### WHAT YOU SHOULD DO
Copy the lines in the records below, from the line with "blue and white" to the line with "85 L 56 103", both included. Leave the pictures out of your answer.

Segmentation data
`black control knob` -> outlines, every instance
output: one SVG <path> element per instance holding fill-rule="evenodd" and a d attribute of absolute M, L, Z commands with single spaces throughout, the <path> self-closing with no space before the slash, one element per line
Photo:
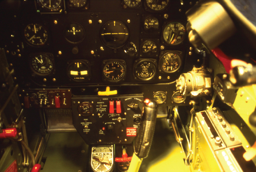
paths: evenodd
<path fill-rule="evenodd" d="M 108 125 L 107 128 L 107 131 L 109 133 L 111 133 L 114 131 L 114 126 L 111 124 Z"/>

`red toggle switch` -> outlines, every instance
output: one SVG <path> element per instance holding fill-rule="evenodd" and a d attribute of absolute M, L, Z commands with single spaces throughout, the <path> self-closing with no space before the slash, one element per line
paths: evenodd
<path fill-rule="evenodd" d="M 116 113 L 120 114 L 121 113 L 121 101 L 116 101 Z"/>
<path fill-rule="evenodd" d="M 24 104 L 25 108 L 28 109 L 29 108 L 29 105 L 30 104 L 29 102 L 29 97 L 27 96 L 24 97 Z"/>
<path fill-rule="evenodd" d="M 109 101 L 109 113 L 114 113 L 114 101 Z"/>
<path fill-rule="evenodd" d="M 3 129 L 3 132 L 0 133 L 0 139 L 8 137 L 15 137 L 17 135 L 17 130 L 15 128 Z"/>
<path fill-rule="evenodd" d="M 34 167 L 33 167 L 33 168 L 32 169 L 32 170 L 31 172 L 39 172 L 41 170 L 41 165 L 39 164 L 35 164 Z"/>
<path fill-rule="evenodd" d="M 59 96 L 55 96 L 55 107 L 56 108 L 61 107 L 61 98 Z"/>

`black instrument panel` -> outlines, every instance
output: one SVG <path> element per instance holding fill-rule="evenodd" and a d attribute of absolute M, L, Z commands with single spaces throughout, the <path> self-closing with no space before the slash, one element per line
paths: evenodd
<path fill-rule="evenodd" d="M 18 46 L 22 47 L 19 54 L 23 58 L 17 59 L 17 54 L 10 56 L 10 61 L 20 70 L 19 78 L 24 83 L 32 81 L 43 86 L 69 87 L 166 83 L 188 70 L 185 66 L 192 68 L 191 59 L 196 55 L 188 54 L 191 46 L 185 30 L 185 12 L 195 1 L 183 5 L 178 0 L 160 1 L 165 4 L 156 8 L 149 6 L 161 6 L 158 1 L 153 0 L 154 4 L 147 0 L 136 1 L 132 5 L 129 3 L 134 1 L 86 0 L 82 4 L 76 1 L 32 1 L 19 2 L 22 10 L 16 17 L 19 21 L 10 29 L 15 31 Z M 58 6 L 51 9 L 49 1 L 56 1 Z M 178 52 L 179 64 L 171 62 L 163 69 L 161 59 L 173 52 Z M 46 56 L 44 58 L 50 59 L 52 65 L 43 64 L 35 54 Z M 35 60 L 38 70 L 48 72 L 42 75 L 34 64 L 31 66 Z M 113 65 L 118 60 L 125 69 L 115 72 L 115 74 L 111 74 L 118 70 L 106 68 L 104 63 Z M 116 65 L 112 68 L 118 68 Z M 44 69 L 48 66 L 54 68 Z M 174 72 L 168 72 L 172 67 L 176 68 Z"/>

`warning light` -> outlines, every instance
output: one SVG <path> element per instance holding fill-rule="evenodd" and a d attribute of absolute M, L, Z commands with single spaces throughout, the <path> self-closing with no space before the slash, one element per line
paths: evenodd
<path fill-rule="evenodd" d="M 149 104 L 150 102 L 150 100 L 149 100 L 148 99 L 147 99 L 144 101 L 144 102 L 145 102 L 145 103 L 147 104 Z"/>

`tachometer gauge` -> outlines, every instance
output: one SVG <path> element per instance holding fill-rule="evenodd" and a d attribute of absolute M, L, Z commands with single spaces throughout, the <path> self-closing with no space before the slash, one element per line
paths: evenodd
<path fill-rule="evenodd" d="M 85 37 L 84 27 L 81 25 L 72 23 L 68 25 L 64 31 L 64 36 L 69 42 L 77 44 L 82 42 Z"/>
<path fill-rule="evenodd" d="M 177 45 L 185 38 L 185 27 L 178 22 L 169 23 L 164 29 L 163 37 L 165 41 L 170 45 Z"/>
<path fill-rule="evenodd" d="M 141 0 L 124 0 L 124 4 L 129 8 L 135 8 L 140 5 Z"/>
<path fill-rule="evenodd" d="M 167 99 L 167 94 L 164 91 L 157 91 L 153 95 L 153 99 L 158 104 L 163 104 Z"/>
<path fill-rule="evenodd" d="M 69 3 L 75 8 L 81 8 L 86 3 L 86 0 L 69 0 Z"/>
<path fill-rule="evenodd" d="M 136 62 L 133 68 L 136 79 L 148 81 L 155 77 L 156 65 L 153 60 L 153 59 L 143 59 Z"/>
<path fill-rule="evenodd" d="M 153 41 L 147 41 L 142 45 L 142 52 L 156 52 L 157 51 L 157 46 Z"/>
<path fill-rule="evenodd" d="M 150 29 L 158 30 L 159 28 L 159 21 L 156 18 L 149 17 L 144 21 L 144 29 L 147 30 Z"/>
<path fill-rule="evenodd" d="M 42 46 L 48 39 L 46 29 L 38 24 L 29 24 L 25 28 L 24 32 L 26 41 L 33 46 Z"/>
<path fill-rule="evenodd" d="M 154 11 L 160 11 L 167 7 L 169 0 L 146 0 L 146 4 Z"/>
<path fill-rule="evenodd" d="M 108 62 L 103 62 L 103 76 L 110 82 L 124 80 L 126 75 L 126 66 L 124 60 L 113 60 Z"/>
<path fill-rule="evenodd" d="M 46 54 L 35 55 L 31 59 L 30 68 L 38 75 L 48 75 L 53 70 L 53 62 Z"/>
<path fill-rule="evenodd" d="M 67 67 L 67 75 L 72 80 L 82 82 L 90 77 L 89 62 L 86 60 L 76 60 L 70 63 Z"/>
<path fill-rule="evenodd" d="M 55 10 L 60 7 L 62 0 L 38 0 L 42 7 Z"/>
<path fill-rule="evenodd" d="M 180 52 L 169 52 L 160 58 L 159 69 L 165 73 L 172 73 L 178 70 L 181 64 Z"/>
<path fill-rule="evenodd" d="M 128 40 L 129 31 L 124 23 L 121 21 L 108 21 L 101 29 L 101 38 L 106 46 L 112 48 L 124 46 Z"/>
<path fill-rule="evenodd" d="M 78 106 L 79 114 L 84 116 L 88 116 L 93 113 L 93 105 L 89 102 L 84 102 Z"/>

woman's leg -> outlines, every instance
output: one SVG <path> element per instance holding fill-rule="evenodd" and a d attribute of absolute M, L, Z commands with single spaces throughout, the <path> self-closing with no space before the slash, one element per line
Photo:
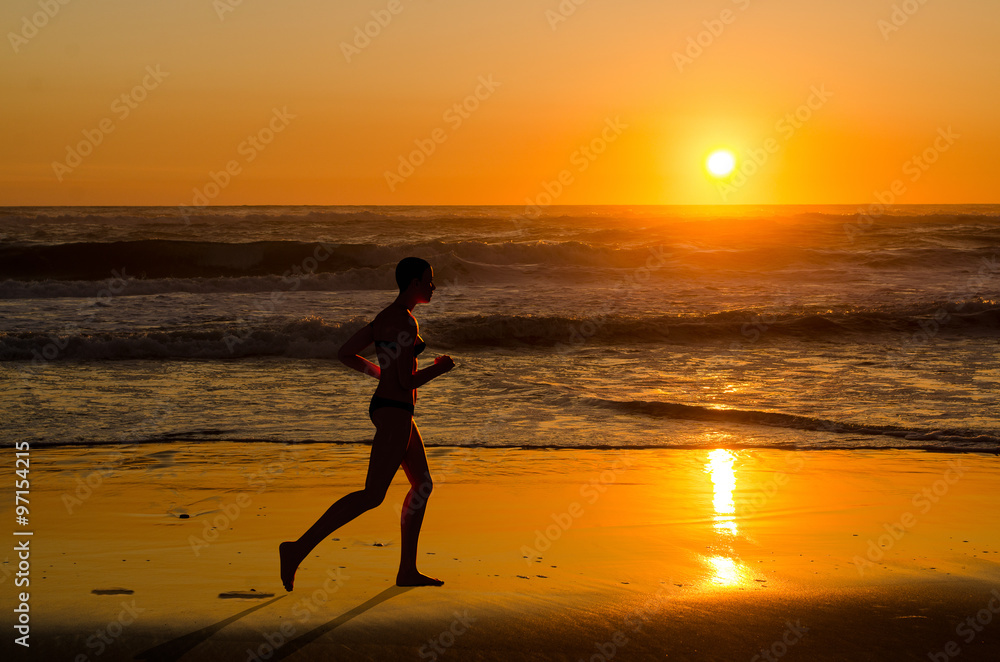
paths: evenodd
<path fill-rule="evenodd" d="M 372 440 L 368 459 L 365 488 L 341 497 L 295 542 L 278 545 L 281 583 L 286 591 L 292 590 L 296 569 L 316 545 L 361 513 L 377 507 L 385 499 L 386 490 L 406 453 L 413 418 L 402 409 L 380 407 L 375 410 L 374 420 L 375 438 Z"/>
<path fill-rule="evenodd" d="M 403 471 L 410 480 L 410 491 L 403 501 L 403 513 L 399 522 L 403 542 L 399 552 L 396 585 L 440 586 L 443 581 L 423 575 L 417 570 L 417 539 L 420 537 L 420 525 L 424 521 L 427 498 L 434 489 L 434 483 L 427 468 L 424 440 L 420 437 L 416 423 L 410 429 L 410 443 L 403 457 Z"/>

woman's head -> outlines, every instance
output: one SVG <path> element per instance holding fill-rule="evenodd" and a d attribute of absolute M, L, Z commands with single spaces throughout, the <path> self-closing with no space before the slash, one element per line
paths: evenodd
<path fill-rule="evenodd" d="M 399 285 L 399 291 L 405 292 L 414 280 L 419 283 L 423 283 L 425 280 L 430 281 L 433 274 L 426 273 L 430 268 L 431 265 L 427 260 L 419 257 L 404 257 L 396 265 L 396 285 Z"/>

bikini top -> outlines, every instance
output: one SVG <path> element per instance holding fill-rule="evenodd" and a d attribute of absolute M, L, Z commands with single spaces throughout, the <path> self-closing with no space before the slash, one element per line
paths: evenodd
<path fill-rule="evenodd" d="M 370 326 L 372 328 L 372 331 L 375 330 L 375 327 L 372 326 L 371 322 L 368 322 L 368 326 Z M 390 349 L 393 352 L 396 351 L 396 343 L 393 342 L 392 340 L 376 340 L 375 341 L 375 346 L 376 347 L 385 347 L 386 349 Z M 413 344 L 413 355 L 417 356 L 418 354 L 420 354 L 420 352 L 424 351 L 424 348 L 426 348 L 426 347 L 427 347 L 427 343 L 425 343 L 423 341 L 423 338 L 421 338 L 418 335 L 417 336 L 417 341 Z"/>

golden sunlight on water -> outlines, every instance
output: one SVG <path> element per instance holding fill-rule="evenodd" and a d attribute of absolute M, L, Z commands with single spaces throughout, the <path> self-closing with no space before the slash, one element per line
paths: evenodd
<path fill-rule="evenodd" d="M 736 456 L 732 451 L 722 448 L 711 451 L 705 473 L 712 479 L 714 492 L 713 527 L 725 543 L 730 543 L 739 531 L 736 524 L 736 503 L 733 500 L 733 492 L 736 490 Z M 715 586 L 738 586 L 748 580 L 746 566 L 731 556 L 716 554 L 707 557 L 706 562 L 712 573 L 709 582 Z"/>
<path fill-rule="evenodd" d="M 715 528 L 736 535 L 736 504 L 733 490 L 736 489 L 736 456 L 731 451 L 718 448 L 708 454 L 705 471 L 712 477 L 715 490 Z"/>

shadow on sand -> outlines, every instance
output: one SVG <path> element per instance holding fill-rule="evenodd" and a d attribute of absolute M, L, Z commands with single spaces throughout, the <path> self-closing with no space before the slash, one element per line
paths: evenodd
<path fill-rule="evenodd" d="M 409 591 L 411 588 L 413 587 L 390 586 L 389 588 L 385 589 L 384 591 L 376 595 L 374 598 L 366 600 L 365 602 L 361 603 L 354 609 L 344 612 L 343 614 L 334 618 L 333 620 L 327 621 L 323 625 L 315 627 L 312 630 L 309 630 L 308 632 L 302 634 L 301 636 L 295 639 L 289 640 L 287 643 L 285 643 L 280 648 L 275 650 L 274 655 L 271 658 L 269 658 L 269 660 L 285 659 L 289 655 L 292 655 L 293 653 L 298 652 L 302 648 L 305 648 L 316 639 L 322 637 L 327 632 L 330 632 L 331 630 L 348 622 L 355 616 L 360 616 L 361 614 L 365 613 L 372 607 L 375 607 L 385 602 L 389 598 L 393 598 L 397 595 L 402 595 L 403 593 Z M 225 620 L 219 621 L 218 623 L 213 623 L 212 625 L 203 627 L 200 630 L 188 633 L 182 637 L 178 637 L 177 639 L 173 639 L 171 641 L 159 644 L 158 646 L 154 646 L 153 648 L 142 651 L 141 653 L 136 653 L 135 657 L 132 659 L 149 660 L 150 662 L 173 662 L 174 660 L 178 660 L 192 648 L 202 643 L 203 641 L 207 640 L 209 637 L 211 637 L 216 632 L 226 627 L 230 623 L 234 623 L 243 618 L 244 616 L 249 616 L 258 609 L 262 609 L 263 607 L 267 607 L 268 605 L 274 604 L 278 600 L 281 600 L 282 598 L 285 597 L 288 596 L 282 595 L 280 597 L 274 598 L 273 600 L 268 600 L 263 604 L 255 605 L 253 607 L 250 607 L 249 609 L 245 609 L 239 612 L 238 614 L 234 614 Z"/>

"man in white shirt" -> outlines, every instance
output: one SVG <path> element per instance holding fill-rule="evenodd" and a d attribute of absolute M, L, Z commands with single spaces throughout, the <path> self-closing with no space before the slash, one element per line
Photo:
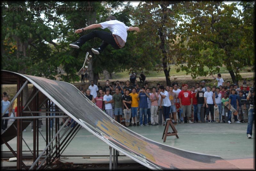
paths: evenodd
<path fill-rule="evenodd" d="M 217 75 L 217 78 L 214 76 L 213 75 L 212 75 L 212 74 L 211 74 L 211 75 L 213 78 L 216 79 L 216 80 L 218 82 L 218 84 L 217 85 L 217 86 L 219 87 L 220 85 L 222 86 L 222 83 L 224 82 L 224 80 L 223 80 L 223 78 L 221 78 L 221 74 L 218 74 L 218 75 Z"/>
<path fill-rule="evenodd" d="M 90 33 L 81 37 L 74 43 L 69 44 L 72 47 L 79 48 L 88 40 L 95 37 L 98 37 L 103 40 L 101 45 L 98 48 L 92 48 L 92 52 L 99 54 L 103 50 L 110 44 L 116 49 L 119 49 L 124 46 L 127 38 L 127 31 L 137 32 L 140 31 L 138 27 L 133 27 L 126 26 L 123 23 L 116 20 L 116 18 L 110 16 L 107 19 L 107 21 L 99 24 L 91 25 L 85 28 L 76 30 L 75 33 L 81 33 L 87 30 L 100 28 L 102 29 L 108 29 L 112 33 L 104 31 L 94 30 Z"/>
<path fill-rule="evenodd" d="M 93 96 L 93 98 L 95 98 L 97 96 L 97 93 L 99 91 L 98 86 L 94 84 L 93 80 L 91 81 L 91 84 L 88 89 L 91 90 L 91 94 Z"/>
<path fill-rule="evenodd" d="M 164 121 L 163 124 L 164 125 L 165 124 L 166 119 L 169 118 L 169 113 L 171 109 L 171 101 L 169 99 L 169 94 L 167 91 L 164 90 L 164 86 L 161 86 L 159 88 L 160 91 L 158 91 L 157 93 L 161 96 L 161 101 L 164 101 L 163 113 Z M 160 102 L 160 104 L 161 103 Z M 160 105 L 160 107 L 162 108 L 162 105 Z"/>

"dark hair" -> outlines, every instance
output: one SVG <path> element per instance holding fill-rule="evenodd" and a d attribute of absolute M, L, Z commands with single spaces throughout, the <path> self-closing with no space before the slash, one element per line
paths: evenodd
<path fill-rule="evenodd" d="M 109 21 L 109 19 L 110 19 L 110 20 L 115 20 L 116 19 L 116 18 L 114 16 L 110 15 L 107 18 L 107 19 L 106 20 L 107 21 Z"/>
<path fill-rule="evenodd" d="M 160 87 L 159 87 L 159 88 L 162 90 L 163 89 L 164 89 L 164 87 L 163 85 L 160 86 Z"/>

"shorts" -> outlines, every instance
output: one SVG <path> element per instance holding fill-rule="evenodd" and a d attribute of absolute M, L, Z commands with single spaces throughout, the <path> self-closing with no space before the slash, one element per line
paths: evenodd
<path fill-rule="evenodd" d="M 122 108 L 115 108 L 114 110 L 115 116 L 123 115 L 123 109 Z"/>
<path fill-rule="evenodd" d="M 180 111 L 180 103 L 176 103 L 176 109 L 177 109 L 177 112 Z"/>
<path fill-rule="evenodd" d="M 191 109 L 192 105 L 182 105 L 182 109 L 183 110 L 183 117 L 191 117 Z"/>
<path fill-rule="evenodd" d="M 138 107 L 132 107 L 132 118 L 137 116 L 137 111 L 138 110 Z"/>
<path fill-rule="evenodd" d="M 105 111 L 106 111 L 106 113 L 108 114 L 108 115 L 110 117 L 112 118 L 114 117 L 114 114 L 113 112 L 113 109 L 105 109 Z"/>
<path fill-rule="evenodd" d="M 171 105 L 171 109 L 170 109 L 170 113 L 176 111 L 176 108 L 175 107 L 175 105 Z"/>

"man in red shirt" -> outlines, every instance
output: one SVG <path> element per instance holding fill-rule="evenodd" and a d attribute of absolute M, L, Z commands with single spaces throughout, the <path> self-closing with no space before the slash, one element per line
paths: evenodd
<path fill-rule="evenodd" d="M 183 87 L 183 90 L 180 91 L 178 96 L 180 100 L 180 108 L 182 108 L 183 110 L 183 116 L 182 117 L 185 118 L 185 116 L 186 116 L 188 123 L 194 123 L 194 122 L 190 120 L 191 110 L 192 104 L 193 103 L 193 99 L 191 96 L 191 92 L 188 90 L 188 86 L 187 84 L 183 84 L 182 86 Z M 181 123 L 184 124 L 184 121 L 183 121 Z"/>

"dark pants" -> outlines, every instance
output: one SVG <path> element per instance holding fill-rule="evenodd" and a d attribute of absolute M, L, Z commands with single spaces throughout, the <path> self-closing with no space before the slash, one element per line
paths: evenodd
<path fill-rule="evenodd" d="M 9 114 L 8 113 L 5 113 L 4 115 L 4 116 L 3 117 L 9 117 Z M 7 125 L 8 124 L 8 119 L 4 119 L 4 120 L 2 119 L 1 121 L 1 123 L 2 129 L 3 130 L 7 128 Z"/>
<path fill-rule="evenodd" d="M 110 44 L 114 49 L 120 49 L 116 43 L 112 33 L 104 31 L 94 30 L 89 34 L 82 36 L 77 41 L 83 45 L 86 41 L 95 37 L 99 38 L 103 40 L 101 45 L 100 46 L 101 50 L 103 50 L 108 44 Z"/>
<path fill-rule="evenodd" d="M 211 118 L 212 120 L 213 120 L 214 118 L 214 104 L 207 104 L 208 107 L 205 107 L 205 113 L 207 115 L 209 115 L 209 112 L 211 112 Z M 205 105 L 206 106 L 206 105 Z"/>

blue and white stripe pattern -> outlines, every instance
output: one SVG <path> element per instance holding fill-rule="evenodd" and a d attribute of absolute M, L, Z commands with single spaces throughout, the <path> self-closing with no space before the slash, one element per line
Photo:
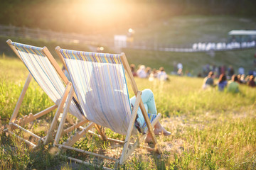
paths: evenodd
<path fill-rule="evenodd" d="M 11 44 L 38 85 L 56 103 L 58 99 L 62 98 L 65 88 L 56 70 L 43 52 L 43 48 L 15 42 Z M 85 119 L 73 101 L 69 112 L 80 120 Z"/>
<path fill-rule="evenodd" d="M 85 117 L 126 135 L 132 108 L 120 55 L 64 49 L 60 53 Z"/>

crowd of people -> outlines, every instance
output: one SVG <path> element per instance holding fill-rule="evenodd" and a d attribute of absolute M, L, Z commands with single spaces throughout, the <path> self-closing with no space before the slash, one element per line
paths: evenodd
<path fill-rule="evenodd" d="M 138 65 L 136 69 L 135 64 L 130 65 L 131 71 L 134 76 L 137 76 L 142 79 L 149 79 L 149 81 L 159 79 L 161 81 L 169 80 L 168 75 L 164 71 L 164 67 L 160 67 L 159 69 L 151 69 L 149 67 L 146 67 L 144 65 Z"/>
<path fill-rule="evenodd" d="M 228 81 L 225 74 L 220 74 L 217 83 L 214 82 L 215 74 L 213 72 L 209 72 L 207 76 L 203 79 L 203 89 L 213 88 L 218 86 L 220 91 L 224 91 L 227 88 L 228 92 L 238 93 L 239 84 L 247 84 L 250 87 L 256 87 L 255 78 L 253 75 L 248 75 L 245 79 L 241 79 L 240 74 L 233 74 L 231 79 Z"/>

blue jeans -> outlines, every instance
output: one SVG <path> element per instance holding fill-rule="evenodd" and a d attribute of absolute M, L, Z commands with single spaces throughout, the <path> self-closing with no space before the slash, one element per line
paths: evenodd
<path fill-rule="evenodd" d="M 150 89 L 147 89 L 142 91 L 142 100 L 147 113 L 155 115 L 157 113 L 154 94 Z M 130 102 L 133 106 L 135 105 L 135 96 L 130 98 Z M 137 118 L 137 121 L 139 122 L 139 125 L 143 125 L 144 118 L 139 107 L 138 109 L 138 116 L 139 118 Z"/>

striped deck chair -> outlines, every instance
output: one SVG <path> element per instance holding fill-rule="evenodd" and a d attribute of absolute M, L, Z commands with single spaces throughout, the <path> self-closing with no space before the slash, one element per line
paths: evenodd
<path fill-rule="evenodd" d="M 55 51 L 69 72 L 75 94 L 86 118 L 99 125 L 110 128 L 115 132 L 126 135 L 125 141 L 106 137 L 107 140 L 124 144 L 119 158 L 113 159 L 95 153 L 92 154 L 92 155 L 116 162 L 117 168 L 124 164 L 149 132 L 153 137 L 154 148 L 144 147 L 161 152 L 152 128 L 159 121 L 161 114 L 149 116 L 146 113 L 141 100 L 142 92 L 137 89 L 124 53 L 112 55 L 80 52 L 60 49 L 60 47 L 57 47 Z M 133 110 L 129 102 L 125 72 L 137 96 Z M 138 135 L 134 122 L 139 107 L 143 113 L 145 125 L 141 127 L 143 132 L 139 135 L 140 137 L 132 143 L 131 136 Z M 75 134 L 72 140 L 57 145 L 64 149 L 70 149 L 91 154 L 87 151 L 72 147 L 81 136 L 79 133 Z M 69 159 L 87 164 L 72 157 Z"/>
<path fill-rule="evenodd" d="M 73 89 L 71 83 L 68 81 L 68 79 L 46 47 L 43 48 L 38 47 L 11 42 L 11 40 L 7 40 L 7 44 L 23 62 L 29 71 L 29 74 L 10 119 L 9 125 L 6 130 L 8 130 L 14 136 L 23 140 L 26 144 L 32 146 L 33 147 L 36 147 L 38 146 L 40 143 L 42 143 L 42 142 L 43 142 L 44 144 L 46 144 L 53 141 L 54 130 L 57 130 L 58 120 L 61 112 L 63 112 L 63 115 L 65 115 L 67 114 L 64 113 L 68 112 L 80 120 L 78 125 L 73 125 L 70 127 L 70 128 L 65 130 L 65 132 L 66 132 L 72 130 L 72 129 L 75 127 L 80 126 L 83 123 L 89 122 L 89 120 L 87 120 L 81 113 L 80 105 L 78 104 L 77 99 L 75 99 L 76 97 L 74 97 L 72 95 Z M 17 119 L 18 110 L 21 107 L 22 101 L 32 77 L 53 101 L 54 105 L 36 114 L 33 115 L 30 113 L 28 116 L 25 115 L 23 118 Z M 67 98 L 68 101 L 70 102 L 67 103 Z M 65 103 L 69 104 L 65 104 Z M 40 137 L 24 128 L 26 124 L 41 118 L 41 116 L 54 110 L 55 108 L 57 108 L 55 114 L 47 135 L 45 137 Z M 65 119 L 66 118 L 63 118 Z M 91 123 L 91 126 L 94 124 L 95 123 Z M 16 135 L 14 129 L 17 128 L 37 139 L 33 141 L 37 141 L 37 144 L 25 140 L 23 137 Z M 60 136 L 62 132 L 63 131 L 60 132 L 58 135 Z M 39 141 L 41 142 L 38 142 Z"/>

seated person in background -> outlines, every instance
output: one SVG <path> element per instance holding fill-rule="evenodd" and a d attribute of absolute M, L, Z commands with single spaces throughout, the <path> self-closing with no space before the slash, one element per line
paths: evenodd
<path fill-rule="evenodd" d="M 210 72 L 208 73 L 208 75 L 203 79 L 203 89 L 206 89 L 209 86 L 213 87 L 215 86 L 215 84 L 214 84 L 214 74 L 213 72 Z"/>
<path fill-rule="evenodd" d="M 152 91 L 150 89 L 144 89 L 142 91 L 142 100 L 145 106 L 145 109 L 146 113 L 150 114 L 157 114 L 155 100 L 154 98 L 154 94 Z M 136 96 L 133 96 L 130 98 L 130 102 L 132 106 L 134 106 L 136 101 Z M 138 109 L 138 118 L 137 119 L 137 123 L 144 125 L 143 123 L 144 122 L 144 119 L 142 113 L 140 108 Z M 171 132 L 167 131 L 161 124 L 160 122 L 158 121 L 156 124 L 154 125 L 154 132 L 156 135 L 163 135 L 164 136 L 171 135 Z M 152 139 L 149 133 L 146 138 L 145 139 L 146 142 L 151 142 Z"/>
<path fill-rule="evenodd" d="M 131 71 L 132 71 L 132 76 L 137 76 L 137 73 L 136 73 L 136 71 L 135 71 L 135 65 L 134 64 L 131 64 L 130 65 L 130 67 L 131 67 Z"/>
<path fill-rule="evenodd" d="M 249 78 L 249 81 L 247 83 L 249 86 L 251 87 L 255 87 L 256 86 L 256 84 L 255 81 L 254 81 L 254 76 L 253 75 L 250 75 L 250 78 Z"/>
<path fill-rule="evenodd" d="M 137 72 L 137 74 L 139 78 L 146 78 L 146 67 L 144 65 L 141 65 Z"/>
<path fill-rule="evenodd" d="M 218 83 L 218 89 L 219 91 L 223 91 L 224 88 L 227 86 L 227 77 L 225 74 L 221 74 L 219 77 Z"/>
<path fill-rule="evenodd" d="M 62 71 L 63 72 L 64 74 L 65 75 L 65 76 L 68 78 L 69 81 L 71 81 L 70 77 L 68 74 L 68 71 L 65 69 L 65 67 L 63 66 L 62 68 Z"/>
<path fill-rule="evenodd" d="M 166 81 L 168 79 L 167 74 L 164 71 L 164 67 L 159 68 L 159 72 L 158 72 L 157 77 L 159 80 Z"/>
<path fill-rule="evenodd" d="M 239 80 L 238 76 L 234 74 L 232 76 L 231 82 L 228 84 L 228 92 L 238 93 L 239 92 Z"/>

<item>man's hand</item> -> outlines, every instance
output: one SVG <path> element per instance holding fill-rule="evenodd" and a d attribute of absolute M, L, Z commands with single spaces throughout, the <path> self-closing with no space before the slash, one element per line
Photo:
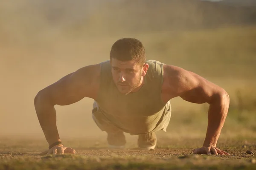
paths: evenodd
<path fill-rule="evenodd" d="M 71 147 L 67 147 L 62 144 L 56 145 L 49 149 L 47 155 L 53 154 L 64 154 L 64 153 L 76 154 L 76 150 Z"/>
<path fill-rule="evenodd" d="M 229 153 L 221 150 L 216 147 L 209 146 L 203 147 L 193 150 L 193 154 L 202 154 L 207 155 L 230 155 Z"/>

### EXERCISE SOLUTION
blue and white stripe pattern -> outlines, every instance
output: one SVG <path> element per instance holding fill-rule="evenodd" and a d attribute of absolute M, L, Z commands with single spaces throughout, the <path> self-closing with no space before the slash, one element per line
Photo:
paths: evenodd
<path fill-rule="evenodd" d="M 11 44 L 38 85 L 56 103 L 58 99 L 62 98 L 65 88 L 56 70 L 43 52 L 43 48 L 15 42 Z M 85 119 L 73 101 L 69 112 L 80 120 Z"/>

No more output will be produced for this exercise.